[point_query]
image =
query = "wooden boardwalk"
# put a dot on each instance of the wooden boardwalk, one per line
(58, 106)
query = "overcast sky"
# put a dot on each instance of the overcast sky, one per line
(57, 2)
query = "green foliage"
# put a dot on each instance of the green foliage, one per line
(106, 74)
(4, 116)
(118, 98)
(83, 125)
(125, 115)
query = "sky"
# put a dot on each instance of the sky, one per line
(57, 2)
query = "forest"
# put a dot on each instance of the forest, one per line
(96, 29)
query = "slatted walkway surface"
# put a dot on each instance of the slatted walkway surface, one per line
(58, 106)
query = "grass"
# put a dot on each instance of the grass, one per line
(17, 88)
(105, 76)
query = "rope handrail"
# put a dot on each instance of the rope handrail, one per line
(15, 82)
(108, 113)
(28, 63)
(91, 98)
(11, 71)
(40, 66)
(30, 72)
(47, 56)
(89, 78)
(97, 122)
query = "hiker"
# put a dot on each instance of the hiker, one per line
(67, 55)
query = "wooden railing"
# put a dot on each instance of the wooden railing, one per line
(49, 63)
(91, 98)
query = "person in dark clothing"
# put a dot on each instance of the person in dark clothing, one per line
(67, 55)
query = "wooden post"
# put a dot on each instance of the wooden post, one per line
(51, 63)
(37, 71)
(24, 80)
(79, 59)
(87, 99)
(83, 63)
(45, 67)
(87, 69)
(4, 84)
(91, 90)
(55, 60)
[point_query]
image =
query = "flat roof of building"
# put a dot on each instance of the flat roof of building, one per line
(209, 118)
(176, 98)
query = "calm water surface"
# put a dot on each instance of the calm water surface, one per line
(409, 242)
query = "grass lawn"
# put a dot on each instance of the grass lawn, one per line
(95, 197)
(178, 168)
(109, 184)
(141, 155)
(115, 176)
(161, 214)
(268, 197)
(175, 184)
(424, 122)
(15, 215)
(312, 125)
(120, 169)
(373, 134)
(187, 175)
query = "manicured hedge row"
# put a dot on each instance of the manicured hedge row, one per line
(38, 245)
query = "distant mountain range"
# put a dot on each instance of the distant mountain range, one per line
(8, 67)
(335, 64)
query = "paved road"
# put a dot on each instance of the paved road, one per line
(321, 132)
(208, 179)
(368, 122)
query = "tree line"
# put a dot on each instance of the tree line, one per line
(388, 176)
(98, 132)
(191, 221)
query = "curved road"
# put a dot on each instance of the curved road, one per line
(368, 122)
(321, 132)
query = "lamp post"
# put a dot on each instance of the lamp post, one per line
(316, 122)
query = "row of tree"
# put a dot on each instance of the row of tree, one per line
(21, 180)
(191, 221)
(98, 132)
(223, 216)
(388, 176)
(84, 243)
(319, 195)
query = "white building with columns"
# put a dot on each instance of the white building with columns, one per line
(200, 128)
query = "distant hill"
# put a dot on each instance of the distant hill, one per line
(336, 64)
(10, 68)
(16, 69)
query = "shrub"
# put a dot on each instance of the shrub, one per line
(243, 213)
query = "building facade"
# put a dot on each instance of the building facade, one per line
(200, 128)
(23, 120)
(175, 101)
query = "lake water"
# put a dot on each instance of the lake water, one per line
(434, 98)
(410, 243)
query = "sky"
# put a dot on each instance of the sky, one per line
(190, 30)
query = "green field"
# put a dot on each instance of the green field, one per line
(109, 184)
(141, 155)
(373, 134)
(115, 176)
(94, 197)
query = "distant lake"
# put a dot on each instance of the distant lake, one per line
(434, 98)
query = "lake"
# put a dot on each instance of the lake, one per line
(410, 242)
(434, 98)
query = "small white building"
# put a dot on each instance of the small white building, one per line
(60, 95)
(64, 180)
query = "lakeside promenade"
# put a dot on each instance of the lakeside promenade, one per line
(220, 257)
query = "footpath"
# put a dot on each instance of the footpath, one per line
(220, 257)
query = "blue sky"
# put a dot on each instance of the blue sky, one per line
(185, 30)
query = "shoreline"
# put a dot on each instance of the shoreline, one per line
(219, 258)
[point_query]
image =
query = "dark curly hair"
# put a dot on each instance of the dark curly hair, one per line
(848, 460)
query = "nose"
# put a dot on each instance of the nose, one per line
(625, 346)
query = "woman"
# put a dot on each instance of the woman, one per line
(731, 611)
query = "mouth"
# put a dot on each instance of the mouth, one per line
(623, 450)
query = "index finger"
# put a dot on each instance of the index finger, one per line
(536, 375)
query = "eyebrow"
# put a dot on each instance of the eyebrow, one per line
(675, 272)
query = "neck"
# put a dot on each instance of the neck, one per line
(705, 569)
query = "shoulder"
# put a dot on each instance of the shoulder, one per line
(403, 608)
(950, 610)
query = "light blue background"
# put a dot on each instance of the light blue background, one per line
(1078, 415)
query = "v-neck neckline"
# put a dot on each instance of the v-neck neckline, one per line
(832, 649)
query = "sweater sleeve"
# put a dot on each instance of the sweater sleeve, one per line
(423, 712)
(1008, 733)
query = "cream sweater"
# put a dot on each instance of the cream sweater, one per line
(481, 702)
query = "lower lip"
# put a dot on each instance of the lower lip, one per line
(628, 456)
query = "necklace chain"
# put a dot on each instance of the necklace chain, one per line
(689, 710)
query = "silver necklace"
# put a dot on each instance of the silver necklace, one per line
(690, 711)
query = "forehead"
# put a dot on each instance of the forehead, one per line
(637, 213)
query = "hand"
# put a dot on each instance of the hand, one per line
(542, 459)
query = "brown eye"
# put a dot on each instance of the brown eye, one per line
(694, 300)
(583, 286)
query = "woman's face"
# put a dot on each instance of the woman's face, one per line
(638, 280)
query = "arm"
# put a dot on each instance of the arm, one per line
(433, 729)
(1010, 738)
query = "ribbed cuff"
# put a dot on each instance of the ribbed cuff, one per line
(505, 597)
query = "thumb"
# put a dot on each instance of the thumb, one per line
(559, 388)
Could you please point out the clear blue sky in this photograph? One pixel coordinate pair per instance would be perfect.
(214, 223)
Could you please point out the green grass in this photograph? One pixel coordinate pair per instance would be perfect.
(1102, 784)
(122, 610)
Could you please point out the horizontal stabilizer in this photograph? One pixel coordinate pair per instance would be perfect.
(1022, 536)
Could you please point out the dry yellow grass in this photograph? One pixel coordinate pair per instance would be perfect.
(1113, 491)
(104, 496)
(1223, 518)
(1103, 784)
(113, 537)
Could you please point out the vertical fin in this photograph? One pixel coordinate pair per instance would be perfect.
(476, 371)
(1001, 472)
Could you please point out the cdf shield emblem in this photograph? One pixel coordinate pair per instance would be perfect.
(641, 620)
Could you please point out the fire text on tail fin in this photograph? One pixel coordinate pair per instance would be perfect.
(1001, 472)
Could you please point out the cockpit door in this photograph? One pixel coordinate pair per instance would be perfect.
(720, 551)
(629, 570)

::::::::

[Work to be completed]:
Extract the data in full. Keep it word for word.

[Written response]:
[point_query]
image =
query = "wooden boardwalk"
# put a dot on each instance of the wooden boardwalk, one per line
(58, 106)
query = "overcast sky"
# put a dot on each instance of the overcast sky, one per line
(57, 2)
query = "green foliage"
# put a dot on each instance of the green foliage, one per line
(106, 74)
(4, 116)
(118, 98)
(83, 125)
(125, 115)
query = "sky"
# put a dot on each instance of the sky, one per line
(57, 2)
query = "forest"
# put a dot on each instance of the forest, one per line
(96, 29)
query = "slatted walkway surface"
# put a dot on each instance of the slatted walkway surface, one per line
(58, 106)
query = "grass"
# put a dot on each instance of the grass, one per line
(17, 88)
(105, 76)
query = "rope handrail"
# put a dot on each instance of the rope handrail, one per line
(15, 82)
(108, 113)
(28, 63)
(91, 98)
(11, 71)
(40, 66)
(30, 72)
(47, 56)
(89, 78)
(97, 122)
query = "hiker"
# put a dot on each instance of the hiker, one per line
(67, 55)
query = "wooden railing"
# put a dot on each instance of the wooden railing, one per line
(49, 63)
(91, 98)
query = "person in dark clothing"
# put a dot on each instance of the person in dark clothing, one per line
(67, 55)
query = "wooden post"
# put a dot on each instance of the wooden post, one per line
(51, 63)
(37, 71)
(24, 80)
(79, 59)
(87, 99)
(83, 63)
(45, 67)
(87, 69)
(4, 84)
(91, 90)
(55, 60)
[point_query]
image =
query = "flat roof of building"
# put a dot on each instance of the flat roof of building, one per line
(209, 118)
(176, 98)
query = "calm water surface"
# put a dot on each instance of the calm water surface, one per line
(409, 242)
query = "grass lawn"
# put a dot on each instance of the grass lawn, one per line
(95, 197)
(178, 168)
(109, 184)
(141, 155)
(115, 176)
(161, 214)
(268, 197)
(175, 184)
(424, 122)
(15, 215)
(312, 125)
(120, 169)
(373, 134)
(187, 175)
query = "manicured hedge row"
# put a dot on each instance of the manicured hedge row, one per line
(38, 245)
query = "distant mountain range"
# put a dot on each instance of the distant mountain range, one per line
(8, 67)
(335, 64)
query = "paved road"
# put a dot on each instance of the paved road, one per line
(321, 132)
(208, 179)
(368, 122)
query = "tree line"
# put a dot on each instance of the tree line, one per line
(388, 176)
(98, 132)
(191, 221)
query = "curved road"
# put a dot on each instance of the curved road, one per line
(368, 122)
(321, 132)
query = "lamp post"
# put a dot on each instance of the lamp post, one per line
(316, 122)
query = "row of tree"
# put a dot on each instance of the row of tree, one per line
(21, 180)
(191, 221)
(98, 132)
(223, 216)
(388, 176)
(84, 243)
(319, 195)
query = "white building with columns"
# put a dot on each instance of the white building with columns, one per line
(200, 128)
query = "distant hill"
# put a dot on each instance of the distant hill, one per line
(336, 64)
(10, 68)
(16, 69)
query = "shrub"
# put a dot on each instance of the shrub, one per line
(243, 213)
query = "building facade"
# put a dot on each instance of the building facade, one per line
(200, 128)
(23, 120)
(175, 101)
query = "lake water"
# put a dot on each instance of the lake water, one per line
(434, 98)
(410, 243)
query = "sky"
# put a dot on each instance of the sky, one per line
(190, 30)
query = "green field"
# put a dot on each instance of the green field, one per line
(109, 184)
(141, 155)
(373, 134)
(115, 176)
(94, 197)
query = "distant lake"
# put a dot on each instance of the distant lake, one per line
(434, 98)
query = "lake"
# put a dot on each instance of the lake, one per line
(410, 242)
(434, 98)
query = "small white building"
# put a dot on each instance of the small white building, one per line
(60, 95)
(64, 180)
query = "lakeside promenade"
# put a dot on each instance of the lakeside promenade, one per line
(220, 257)
query = "footpath"
# put a dot on each instance of the footpath, one per line
(220, 257)
query = "blue sky"
# put a dot on each instance of the blue sky, one per line
(185, 30)
query = "shoreline"
# put a dot on each instance of the shoreline, one per line
(219, 258)
[point_query]
image =
query = "dark curly hair"
# put a dot on each instance of the dark curly hair, one per line
(848, 460)
query = "nose"
# put a dot on each instance of the nose, one per line
(625, 346)
query = "woman"
# put a dot on each instance of the woman, one per line
(731, 611)
query = "mouth"
# put a dot on each instance of the mouth, one per line
(623, 450)
query = "index finger"
# put a dot on each instance of the index finger, one per line
(536, 375)
query = "eyebrow"
# put a dot on each instance of the eyebrow, one per line
(675, 272)
query = "neck"
# put a dot on each instance of the neck, one per line
(705, 569)
query = "shoulder"
# put a dot on each instance of the shoulder, one per line
(403, 608)
(950, 610)
query = "light blue background"
# put a dot on each instance of the light blue background, one per line
(1078, 415)
query = "v-neck neckline"
# put a dot on each instance of the v-neck neckline, one per line
(832, 649)
query = "sweater sleeve"
# put a dot on each instance of the sweater sleeve, one per line
(423, 712)
(1008, 733)
query = "cream sweater"
# put a dot on each instance of the cream sweater, one per line
(481, 702)
query = "lower lip"
# put a dot on each instance of the lower lip, one per line
(628, 456)
query = "necklace chain"
# put a dot on each instance of the necklace chain, one per line
(689, 710)
query = "silver necklace"
# put a dot on each instance of the silver necklace, one per line
(690, 711)
query = "forehead"
# put a dot on each instance of the forehead, one per line
(637, 213)
query = "hand"
# put a dot on each instance of the hand, one per line
(542, 459)
query = "brown eye"
# put a dot on each instance of the brown eye, one per line
(694, 300)
(583, 286)
query = "woman's face"
# put a dot on each instance of the woman's face, one per line
(638, 280)
query = "arm"
# put a dot on each instance of the arm, one per line
(433, 729)
(1010, 738)
query = "ribbed cuff"
# put a dot on each instance of the ribbed cuff, one per line
(505, 597)
query = "thumb"
# put a dot on each instance of the thumb, one per line
(559, 388)
Could you please point out the clear blue sky in this photograph? One pixel coordinate pair per instance would be perfect.
(214, 223)
Could you please point out the green grass in this photograph? One pixel coordinate pair per instance would be perfect.
(1102, 784)
(122, 610)
Could you please point out the horizontal stabilizer in this photograph? One pixel coordinate pair per instance would be perfect.
(1022, 536)
Could you please point out the dry yellow grass in this photograph? One pixel coordinate pair per instance would be perfect.
(1113, 491)
(104, 496)
(1223, 518)
(1103, 784)
(113, 537)
Could you please point out the vertical fin in this photograph? One pixel coordinate pair per instance would be perfect.
(476, 371)
(1001, 472)
Could you please point out the cdf shield emblem in this photograph? One pixel coordinate pair per instance would be perfect.
(641, 620)
Could you please point out the fire text on tail fin in this photograph? One pixel coordinate pair per instance would be perfect.
(1001, 472)
Could you please point out the cockpit door in this photograph? One pixel coordinate pair per instance would be perfect.
(720, 551)
(629, 570)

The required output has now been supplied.